What to produce:
Where a line of the listing below includes the word "plant", reproduce that line.

Data in this exercise START

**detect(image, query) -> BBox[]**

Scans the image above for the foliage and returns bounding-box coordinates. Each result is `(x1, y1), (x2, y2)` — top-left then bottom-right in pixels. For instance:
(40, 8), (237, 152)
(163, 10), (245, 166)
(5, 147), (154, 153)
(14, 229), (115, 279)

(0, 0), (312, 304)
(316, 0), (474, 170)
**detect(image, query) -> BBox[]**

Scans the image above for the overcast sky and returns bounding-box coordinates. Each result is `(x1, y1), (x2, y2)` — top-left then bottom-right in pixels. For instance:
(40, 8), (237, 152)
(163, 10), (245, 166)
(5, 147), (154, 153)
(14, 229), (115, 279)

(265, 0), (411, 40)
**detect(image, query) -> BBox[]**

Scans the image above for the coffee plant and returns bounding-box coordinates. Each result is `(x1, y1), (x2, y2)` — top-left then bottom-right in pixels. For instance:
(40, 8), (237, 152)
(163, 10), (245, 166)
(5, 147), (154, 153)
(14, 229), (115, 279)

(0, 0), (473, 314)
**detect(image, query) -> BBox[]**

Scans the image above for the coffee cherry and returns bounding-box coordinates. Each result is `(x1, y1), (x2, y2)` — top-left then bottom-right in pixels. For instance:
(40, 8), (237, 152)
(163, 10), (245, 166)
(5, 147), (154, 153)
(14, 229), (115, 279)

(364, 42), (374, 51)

Data in this exercise END
Data in this exercise START

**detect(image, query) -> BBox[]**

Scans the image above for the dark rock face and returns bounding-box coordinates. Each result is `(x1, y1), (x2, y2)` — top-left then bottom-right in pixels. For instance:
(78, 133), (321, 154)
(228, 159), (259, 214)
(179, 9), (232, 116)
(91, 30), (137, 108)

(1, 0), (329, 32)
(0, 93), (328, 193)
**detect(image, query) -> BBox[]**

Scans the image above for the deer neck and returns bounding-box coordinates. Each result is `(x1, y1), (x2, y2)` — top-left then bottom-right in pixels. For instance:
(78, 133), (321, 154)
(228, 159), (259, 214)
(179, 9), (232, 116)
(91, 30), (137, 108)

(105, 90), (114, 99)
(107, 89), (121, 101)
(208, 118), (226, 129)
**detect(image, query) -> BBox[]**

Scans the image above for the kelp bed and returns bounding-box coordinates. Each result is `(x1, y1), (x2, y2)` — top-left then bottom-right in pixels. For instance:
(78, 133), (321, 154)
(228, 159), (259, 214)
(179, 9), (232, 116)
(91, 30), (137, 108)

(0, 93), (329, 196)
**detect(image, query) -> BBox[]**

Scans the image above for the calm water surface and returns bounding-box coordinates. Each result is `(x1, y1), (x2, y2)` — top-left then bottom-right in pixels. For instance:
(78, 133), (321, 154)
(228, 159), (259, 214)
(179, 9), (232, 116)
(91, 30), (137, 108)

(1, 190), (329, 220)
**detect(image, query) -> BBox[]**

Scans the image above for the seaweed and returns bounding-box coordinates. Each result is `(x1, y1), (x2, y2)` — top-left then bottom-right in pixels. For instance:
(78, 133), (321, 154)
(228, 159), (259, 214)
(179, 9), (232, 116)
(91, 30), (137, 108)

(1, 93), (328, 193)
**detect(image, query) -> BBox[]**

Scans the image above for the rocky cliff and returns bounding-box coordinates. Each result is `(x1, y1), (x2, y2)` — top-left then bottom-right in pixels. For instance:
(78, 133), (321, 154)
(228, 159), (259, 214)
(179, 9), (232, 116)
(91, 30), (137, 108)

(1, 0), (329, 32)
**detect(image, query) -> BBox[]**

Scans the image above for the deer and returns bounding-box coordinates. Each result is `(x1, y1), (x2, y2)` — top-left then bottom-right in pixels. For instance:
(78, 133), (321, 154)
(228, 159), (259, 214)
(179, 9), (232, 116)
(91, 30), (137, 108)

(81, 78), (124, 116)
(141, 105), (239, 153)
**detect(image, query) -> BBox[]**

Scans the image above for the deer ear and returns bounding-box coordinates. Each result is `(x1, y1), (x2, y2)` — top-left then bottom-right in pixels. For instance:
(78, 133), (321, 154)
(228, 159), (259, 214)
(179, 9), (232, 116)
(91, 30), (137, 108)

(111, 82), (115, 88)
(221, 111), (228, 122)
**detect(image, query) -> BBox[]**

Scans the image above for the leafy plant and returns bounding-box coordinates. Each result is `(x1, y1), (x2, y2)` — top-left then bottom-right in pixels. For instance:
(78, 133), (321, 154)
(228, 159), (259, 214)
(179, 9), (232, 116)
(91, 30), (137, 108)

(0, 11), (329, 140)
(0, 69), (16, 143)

Data in this exercise END
Data in this exercise START

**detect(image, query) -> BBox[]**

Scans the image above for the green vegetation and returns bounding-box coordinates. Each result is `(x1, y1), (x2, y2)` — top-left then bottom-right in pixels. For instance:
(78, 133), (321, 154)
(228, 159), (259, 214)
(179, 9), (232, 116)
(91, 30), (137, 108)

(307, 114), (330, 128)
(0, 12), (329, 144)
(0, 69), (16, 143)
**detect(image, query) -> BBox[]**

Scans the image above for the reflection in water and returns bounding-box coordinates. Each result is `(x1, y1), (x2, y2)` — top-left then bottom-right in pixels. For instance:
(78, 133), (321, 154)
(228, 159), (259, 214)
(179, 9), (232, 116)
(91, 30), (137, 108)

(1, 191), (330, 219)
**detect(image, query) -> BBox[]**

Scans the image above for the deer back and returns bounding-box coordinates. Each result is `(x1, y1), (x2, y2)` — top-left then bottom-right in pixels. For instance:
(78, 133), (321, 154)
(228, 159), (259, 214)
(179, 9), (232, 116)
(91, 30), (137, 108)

Data in this exercise END

Solution to this problem:
Scans the image above for the coffee plant and returns bounding-box coordinates. Each result is `(x1, y1), (x2, y2)` — top-left then bottom-right in pixels. For instance:
Scans the image above for the leafy plant and returns bounding-box coordinates. Each result is `(x1, y1), (x2, y2)` — top-left then bottom-right in pixels. For instance:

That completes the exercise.